Explore the material
1. Decide whether each statement below agrees with the passage on kinds of corn: (a) Dent corn is the variety most commonly grown for animal feed. (b) Flour corns hold a relatively large amount of storage protein. (c) The first corn to be cultivated appears to have been a flint type. For each, answer yes or no and quote the words of the passage that settle it.
2. Go on with the passage on kinds of corn, starting after its last sentence.

Exercise passage

● ● ● ● ● ● ●

Kinds and Colors of Corn

Appears in
On Food and Cooking

By Harold McGee

Published 2004

  • About
There are five general kinds of corn, each characterized by a different endosperm composition. It appears that a high-protein popcorn type was the first corn to be cultivated, but all five were known to native Americans long before the coming of Europeans.
  • Popcorn and flint corn have a relatively large amount of storage protein that surrounds granules of high-amylose starch.
  • Dent corn, the variety most commonly grown for animal feed and for milled food ingredients (grits, meals, flours), has a localized deposit of low-amylose, “waxy” starch at the crown of the kernel, which produces a depression, or dent, in the dried kernel.
  • Flour corns, including the standard varieties of blue corn, are soft and easily ground because their endosperm is a discontinuous and weak combination of relatively little protein, mostly waxy starch, and air pockets. What we call Indian corn today are flour and flint varieties with variegated kernels.

● ● ● ● ● ● ●

Record excerpts
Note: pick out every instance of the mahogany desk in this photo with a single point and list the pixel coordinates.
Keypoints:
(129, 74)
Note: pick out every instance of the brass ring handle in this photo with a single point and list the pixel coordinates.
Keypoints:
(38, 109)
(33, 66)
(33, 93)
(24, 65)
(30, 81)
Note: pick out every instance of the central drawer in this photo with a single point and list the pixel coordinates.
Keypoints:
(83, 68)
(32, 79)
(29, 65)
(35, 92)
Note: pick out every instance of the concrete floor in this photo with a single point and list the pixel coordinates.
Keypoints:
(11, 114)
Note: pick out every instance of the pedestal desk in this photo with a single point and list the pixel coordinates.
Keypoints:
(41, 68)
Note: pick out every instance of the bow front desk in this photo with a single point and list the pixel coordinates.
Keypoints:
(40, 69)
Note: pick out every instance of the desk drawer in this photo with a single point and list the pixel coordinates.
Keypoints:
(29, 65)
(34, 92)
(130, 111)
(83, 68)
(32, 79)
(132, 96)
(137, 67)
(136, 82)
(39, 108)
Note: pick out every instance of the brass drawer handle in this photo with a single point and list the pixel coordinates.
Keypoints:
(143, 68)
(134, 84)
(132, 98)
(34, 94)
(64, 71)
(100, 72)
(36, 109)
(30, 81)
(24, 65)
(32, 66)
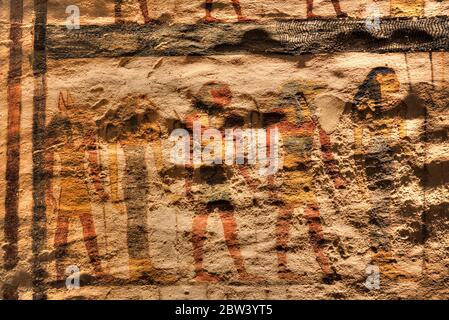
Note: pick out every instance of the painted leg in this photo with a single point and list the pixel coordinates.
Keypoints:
(282, 236)
(62, 231)
(230, 234)
(144, 9)
(316, 237)
(198, 237)
(90, 240)
(118, 12)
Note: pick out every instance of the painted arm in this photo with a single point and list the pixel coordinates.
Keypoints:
(330, 164)
(48, 174)
(359, 152)
(94, 168)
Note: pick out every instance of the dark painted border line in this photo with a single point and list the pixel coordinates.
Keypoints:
(38, 232)
(290, 37)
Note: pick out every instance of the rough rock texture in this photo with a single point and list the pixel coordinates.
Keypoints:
(86, 116)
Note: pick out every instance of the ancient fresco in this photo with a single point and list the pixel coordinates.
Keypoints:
(224, 149)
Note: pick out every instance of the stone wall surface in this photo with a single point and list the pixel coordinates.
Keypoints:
(360, 186)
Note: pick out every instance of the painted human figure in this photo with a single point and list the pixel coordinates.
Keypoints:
(378, 115)
(293, 186)
(134, 125)
(335, 3)
(237, 9)
(215, 195)
(71, 136)
(143, 8)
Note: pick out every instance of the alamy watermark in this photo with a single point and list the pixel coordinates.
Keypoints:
(73, 21)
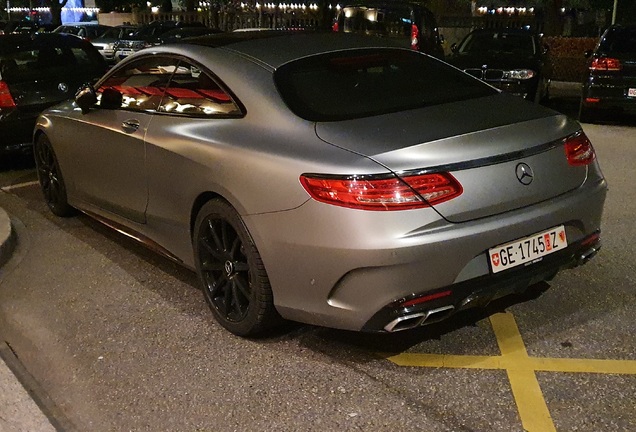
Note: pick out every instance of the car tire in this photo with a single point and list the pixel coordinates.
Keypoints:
(231, 271)
(50, 178)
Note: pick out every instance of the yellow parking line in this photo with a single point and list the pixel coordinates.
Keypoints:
(528, 396)
(520, 368)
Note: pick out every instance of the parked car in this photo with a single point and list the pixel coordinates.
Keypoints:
(37, 71)
(610, 84)
(178, 34)
(83, 30)
(23, 26)
(326, 178)
(105, 43)
(147, 36)
(410, 22)
(513, 60)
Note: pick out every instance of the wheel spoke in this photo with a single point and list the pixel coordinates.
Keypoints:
(241, 266)
(227, 298)
(212, 266)
(242, 287)
(218, 287)
(236, 247)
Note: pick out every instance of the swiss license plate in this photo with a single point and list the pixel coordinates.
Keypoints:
(527, 250)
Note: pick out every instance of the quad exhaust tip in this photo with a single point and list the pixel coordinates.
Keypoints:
(406, 322)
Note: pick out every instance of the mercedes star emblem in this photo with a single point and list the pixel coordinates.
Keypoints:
(524, 174)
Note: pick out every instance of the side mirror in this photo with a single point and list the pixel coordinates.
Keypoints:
(86, 98)
(111, 99)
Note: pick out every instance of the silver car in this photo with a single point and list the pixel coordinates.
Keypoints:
(329, 179)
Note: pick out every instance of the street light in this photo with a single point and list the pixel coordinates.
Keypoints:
(614, 12)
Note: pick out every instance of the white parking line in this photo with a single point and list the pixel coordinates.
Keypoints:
(18, 186)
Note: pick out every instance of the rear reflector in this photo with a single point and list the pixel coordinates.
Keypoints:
(382, 192)
(579, 150)
(605, 64)
(6, 100)
(426, 298)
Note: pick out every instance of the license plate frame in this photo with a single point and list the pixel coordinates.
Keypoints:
(527, 250)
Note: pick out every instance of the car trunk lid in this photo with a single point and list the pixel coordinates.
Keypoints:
(487, 144)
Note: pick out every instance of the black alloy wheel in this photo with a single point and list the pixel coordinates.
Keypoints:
(235, 283)
(50, 178)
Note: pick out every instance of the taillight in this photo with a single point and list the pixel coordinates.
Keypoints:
(415, 34)
(605, 64)
(6, 100)
(579, 150)
(382, 192)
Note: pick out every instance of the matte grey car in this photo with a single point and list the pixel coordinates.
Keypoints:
(330, 179)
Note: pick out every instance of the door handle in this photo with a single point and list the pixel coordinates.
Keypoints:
(130, 126)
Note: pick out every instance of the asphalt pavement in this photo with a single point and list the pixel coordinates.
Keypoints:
(19, 410)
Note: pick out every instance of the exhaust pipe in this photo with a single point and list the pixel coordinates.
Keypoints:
(586, 256)
(406, 322)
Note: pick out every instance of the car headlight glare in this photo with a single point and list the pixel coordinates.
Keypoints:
(519, 74)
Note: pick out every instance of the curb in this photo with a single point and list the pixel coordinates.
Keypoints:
(7, 237)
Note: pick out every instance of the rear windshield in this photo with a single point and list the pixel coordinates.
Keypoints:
(619, 41)
(366, 82)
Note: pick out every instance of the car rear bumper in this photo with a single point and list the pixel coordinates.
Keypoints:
(610, 94)
(17, 134)
(356, 274)
(479, 292)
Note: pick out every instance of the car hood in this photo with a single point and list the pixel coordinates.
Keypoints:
(480, 142)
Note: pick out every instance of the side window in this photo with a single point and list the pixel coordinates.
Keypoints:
(194, 92)
(142, 83)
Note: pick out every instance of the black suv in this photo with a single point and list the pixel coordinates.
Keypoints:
(413, 23)
(147, 36)
(37, 71)
(513, 60)
(610, 85)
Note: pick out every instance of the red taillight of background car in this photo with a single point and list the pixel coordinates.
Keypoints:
(579, 150)
(605, 64)
(382, 192)
(415, 34)
(6, 100)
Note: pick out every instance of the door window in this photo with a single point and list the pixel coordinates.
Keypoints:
(142, 83)
(194, 92)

● ● ● ● ● ● ●

Results
1.
(a) Yes: "Dent corn, the variety most commonly grown for animal feed and for milled food ingredients (grits, meals, flours)"
(b) No: "their endosperm is a discontinuous and weak combination of relatively little protein, mostly waxy starch, and air pockets"
(c) No: "It appears that a high-protein popcorn type was the first corn to be cultivated"

2.
  • Sweet corn, a popular vegetable in the United States when immature, stores more sugar than starch, and therefore has translucent kernels and loose, wrinkled skins (starch grains reflect light and plump out the kernels in the other types). Most corn-producing countries also eat immature corn, but use the other general-purpose corn types. The native Americans who first developed it apparently enjoyed sweet corn for its full flavor when parched.